>>>>>

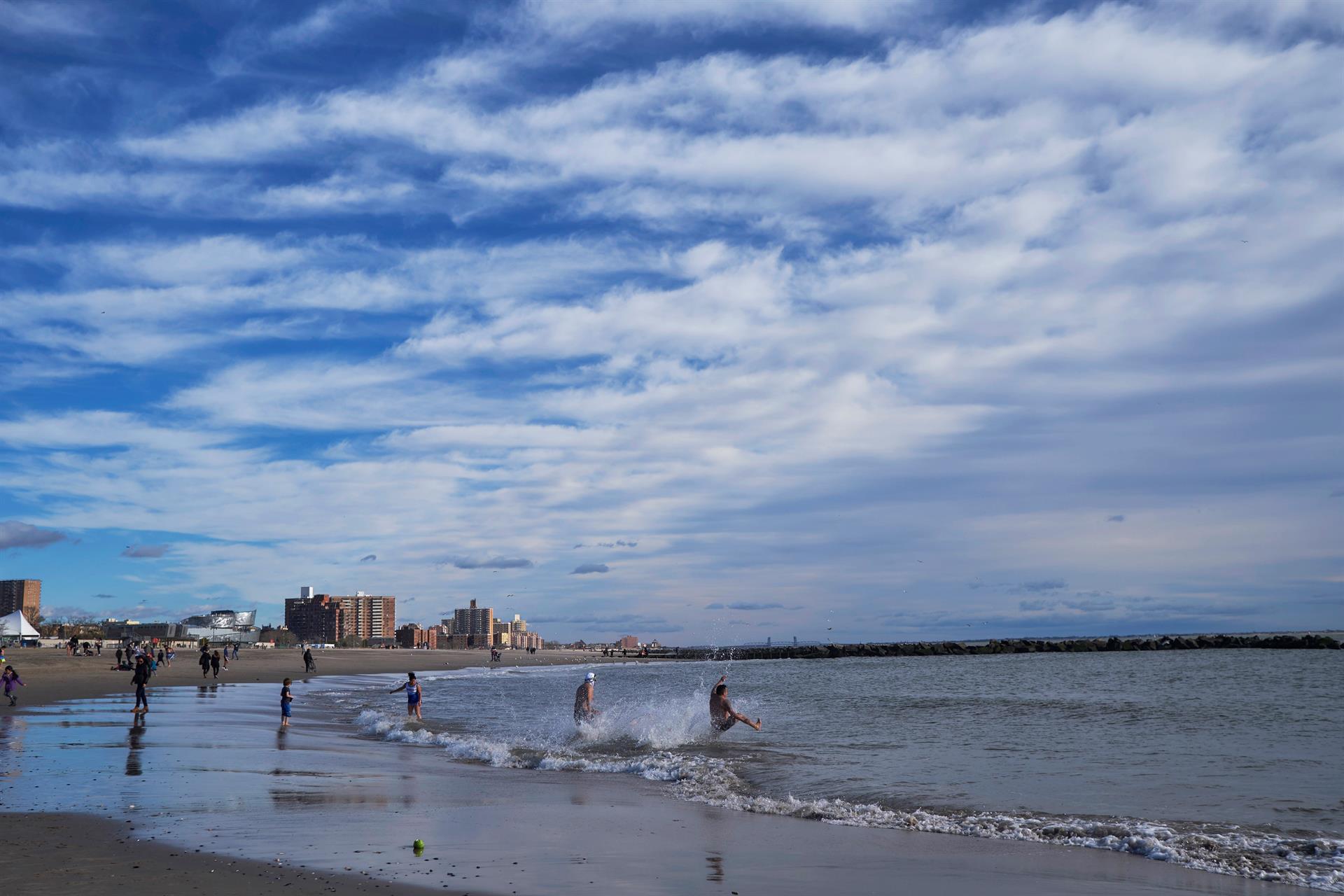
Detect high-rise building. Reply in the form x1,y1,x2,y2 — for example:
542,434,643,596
285,594,344,643
0,579,42,622
453,601,495,648
333,591,396,639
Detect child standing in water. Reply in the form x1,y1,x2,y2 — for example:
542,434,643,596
387,672,425,722
0,666,28,706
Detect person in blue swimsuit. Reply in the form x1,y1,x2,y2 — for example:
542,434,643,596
387,672,425,722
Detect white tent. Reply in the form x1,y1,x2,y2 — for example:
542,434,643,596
0,610,38,638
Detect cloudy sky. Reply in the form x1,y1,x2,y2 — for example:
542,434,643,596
0,0,1344,643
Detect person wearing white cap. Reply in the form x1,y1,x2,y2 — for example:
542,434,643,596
574,672,598,725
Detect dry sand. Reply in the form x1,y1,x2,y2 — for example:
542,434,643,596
0,646,655,713
0,649,1302,896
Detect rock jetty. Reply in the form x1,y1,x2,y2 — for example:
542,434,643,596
679,634,1340,659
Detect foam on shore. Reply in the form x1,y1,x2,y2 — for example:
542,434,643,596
355,694,1344,892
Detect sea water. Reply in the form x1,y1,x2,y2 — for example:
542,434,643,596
0,650,1344,892
312,650,1344,892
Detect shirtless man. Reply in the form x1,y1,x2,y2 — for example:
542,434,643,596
387,672,425,722
710,676,761,731
574,672,599,725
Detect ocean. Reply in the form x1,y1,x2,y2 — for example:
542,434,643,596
0,650,1344,892
313,650,1344,892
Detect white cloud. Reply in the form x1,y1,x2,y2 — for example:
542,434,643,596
0,3,1344,634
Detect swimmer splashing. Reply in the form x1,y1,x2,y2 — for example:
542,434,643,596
387,672,425,722
710,676,761,731
574,672,601,725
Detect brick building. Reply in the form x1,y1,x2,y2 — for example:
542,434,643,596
285,589,396,643
0,579,42,622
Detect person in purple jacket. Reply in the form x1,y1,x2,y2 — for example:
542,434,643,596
0,666,28,706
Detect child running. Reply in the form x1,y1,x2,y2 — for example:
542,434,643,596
387,672,425,722
130,654,149,715
0,666,28,706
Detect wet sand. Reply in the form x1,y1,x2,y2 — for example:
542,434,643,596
8,813,446,896
0,677,1302,896
0,646,655,715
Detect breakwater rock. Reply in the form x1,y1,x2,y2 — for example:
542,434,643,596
679,634,1340,659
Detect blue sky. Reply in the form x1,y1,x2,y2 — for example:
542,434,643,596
0,0,1344,643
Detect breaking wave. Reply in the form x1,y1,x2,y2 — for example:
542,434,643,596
356,709,1344,892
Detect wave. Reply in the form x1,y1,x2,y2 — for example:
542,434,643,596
684,788,1344,892
356,696,1344,893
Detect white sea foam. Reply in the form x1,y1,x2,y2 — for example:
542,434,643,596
356,709,1344,892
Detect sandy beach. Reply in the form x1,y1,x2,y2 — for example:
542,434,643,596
0,646,650,712
0,650,1301,896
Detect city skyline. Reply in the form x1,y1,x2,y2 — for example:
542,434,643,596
0,0,1344,643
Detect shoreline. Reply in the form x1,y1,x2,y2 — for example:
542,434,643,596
0,664,1322,896
676,631,1344,659
0,685,1301,896
0,646,665,716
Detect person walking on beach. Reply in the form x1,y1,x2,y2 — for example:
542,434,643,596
130,655,149,715
574,672,601,725
387,672,425,722
710,676,761,731
0,666,28,706
279,678,294,727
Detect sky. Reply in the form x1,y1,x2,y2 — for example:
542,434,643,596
0,0,1344,645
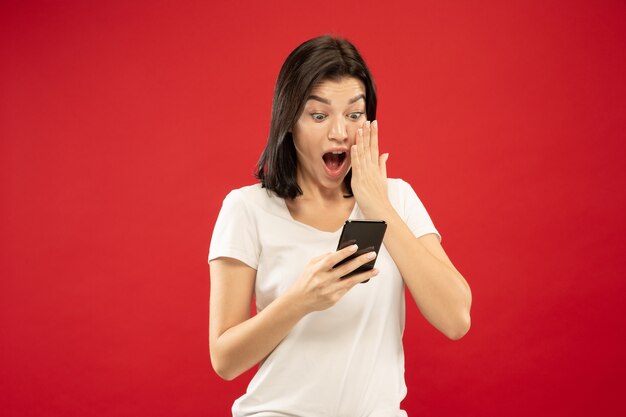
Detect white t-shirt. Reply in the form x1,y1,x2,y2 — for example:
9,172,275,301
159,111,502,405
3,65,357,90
209,179,441,417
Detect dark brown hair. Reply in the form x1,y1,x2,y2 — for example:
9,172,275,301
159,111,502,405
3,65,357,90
256,35,376,198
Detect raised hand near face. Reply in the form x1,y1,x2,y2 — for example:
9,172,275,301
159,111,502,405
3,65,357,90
350,121,391,219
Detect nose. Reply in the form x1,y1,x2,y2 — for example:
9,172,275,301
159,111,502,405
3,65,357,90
328,117,348,142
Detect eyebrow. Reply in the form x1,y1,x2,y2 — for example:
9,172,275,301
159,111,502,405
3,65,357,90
306,94,365,105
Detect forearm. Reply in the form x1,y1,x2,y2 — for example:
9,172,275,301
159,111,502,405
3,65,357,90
376,208,471,339
211,294,305,380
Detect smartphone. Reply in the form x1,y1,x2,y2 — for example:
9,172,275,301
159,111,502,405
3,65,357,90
333,220,387,283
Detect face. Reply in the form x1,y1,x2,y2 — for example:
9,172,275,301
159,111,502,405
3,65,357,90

<<<<<

## Instructions for the task
Copy every entry above word for word, omitting the pictures.

## Exercise response
Detect high-rise building. Reply in the form x1,y1,x2,y2 — for example:
542,434,643,596
285,594,344,643
0,579,42,622
453,601,495,648
333,591,396,639
Detect child standing in water. Reply in the form x1,y1,x2,y2 — for example:
542,434,643,596
387,672,425,722
0,666,28,706
Detect person in blue swimsuit. Reply in the form x1,y1,x2,y2 — for example:
542,434,643,596
387,672,425,722
Detect white tent. Reply in the form x1,y1,x2,y2 — for example:
542,434,643,596
0,610,38,638
Detect cloudy sky. Reply in the form x1,y1,x2,y2 — for example:
542,434,643,596
0,0,1344,643
Detect person wearing white cap. Reply in the form x1,y1,x2,y2 — for example:
542,434,643,596
574,672,598,725
Detect dry sand. Reply in the form x1,y1,x2,y2 — for example:
542,434,643,596
0,646,655,713
0,649,1302,896
Detect rock jetty. Reply in the form x1,y1,x2,y2 — for example:
542,434,643,596
679,634,1340,659
Detect foam on shore. Reply in the form x1,y1,x2,y2 — for example:
542,434,643,596
355,694,1344,892
Detect sea water. Reply in the form x1,y1,x2,y2 — for example:
542,434,643,596
0,650,1344,892
312,650,1344,892
Detect shirtless man. Reply in the form x1,y1,x2,y2 — for example:
542,434,643,596
387,672,425,722
710,676,761,731
574,672,599,725
Detect ocean. Reply in the form x1,y1,x2,y2 — for example:
542,434,643,596
0,650,1344,892
313,650,1344,892
Detect white cloud. Reply in the form x1,y1,x2,y2 — for example:
542,434,643,596
0,3,1344,634
Detect swimmer splashing. Reply in the form x1,y1,x2,y2 — for example:
542,434,643,596
387,672,425,722
710,676,761,731
574,672,601,725
Detect brick building. Reply in the form x1,y1,x2,y2 — for example:
542,434,643,596
285,589,396,643
0,579,42,622
Detect person in purple jacket. Reply in the form x1,y1,x2,y2 — for example:
542,434,643,596
0,666,28,706
Detect child running. Reply in the form x1,y1,x2,y2 — for example:
542,434,643,596
387,672,425,722
130,654,149,715
0,666,28,706
Detect wet sand. Reply in the form x1,y1,x2,y2 — for example:
542,434,643,596
8,813,446,896
0,677,1302,896
0,646,655,715
Detect breakwater rock. Reply in the form x1,y1,x2,y2 — for example:
542,434,643,596
679,634,1340,659
Detect blue sky. Reply in the form x1,y1,x2,y2 — for example:
542,434,643,596
0,0,1344,643
Detect breaking wave. Reply in the form x1,y1,x2,y2 — for example:
542,434,643,596
356,709,1344,892
Detect wave. Reply in the form x1,y1,x2,y2 — for example:
542,434,643,596
684,788,1344,892
356,696,1344,893
Detect white sea foam. Reply in the form x1,y1,x2,y2 — for example:
542,434,643,596
356,709,1344,892
Detect sandy beach. Reply in the form x1,y1,x2,y2 — for example:
542,434,643,596
0,646,650,712
0,650,1301,896
Detect city skyline. Reply in the form x1,y1,x2,y2 — for example:
542,434,643,596
0,0,1344,643
Detect shoreline. Reply in the form x1,y1,x2,y2 — for example:
542,434,643,596
0,664,1322,896
676,631,1344,659
0,685,1301,896
0,646,665,716
Detect person walking on beach. Reply in the form x1,y1,x2,y2 — for example:
542,434,643,596
130,655,149,715
574,672,601,725
387,672,425,722
710,676,761,731
0,666,28,706
279,678,294,727
Detect sky. Reply in the form x1,y1,x2,y2 — for example:
542,434,643,596
0,0,1344,645
Detect white t-shirt. Reply in the form x1,y1,x2,y2 — for example:
9,172,275,301
159,111,502,405
3,65,357,90
209,179,441,417
Detect dark brown hair. Reply in the form x1,y1,x2,y2 — for example:
9,172,275,301
159,111,502,405
3,65,357,90
256,35,376,198
Detect raised hand near face. Reply in the form x1,y1,x2,y2 — for example:
9,172,275,301
159,111,502,405
3,65,357,90
350,121,391,219
Detect nose. Reply in the form x1,y1,x2,y2 — for example:
9,172,275,301
159,111,502,405
3,65,357,90
328,117,348,142
Detect eyebrow. Reply in the form x1,y1,x2,y2 — for example:
9,172,275,301
159,111,502,405
3,65,357,90
306,94,365,105
Detect forearm. Reply in the form x1,y1,x2,y2 — for example:
9,172,275,301
159,111,502,405
3,65,357,90
376,208,471,339
211,294,305,380
Detect smartphone. Reply in the form x1,y1,x2,y2 — for example:
9,172,275,301
159,111,502,405
3,65,357,90
333,220,387,283
Detect face. Reply in the form x1,y1,x2,y2 — for example:
9,172,275,301
159,111,502,405
3,65,357,90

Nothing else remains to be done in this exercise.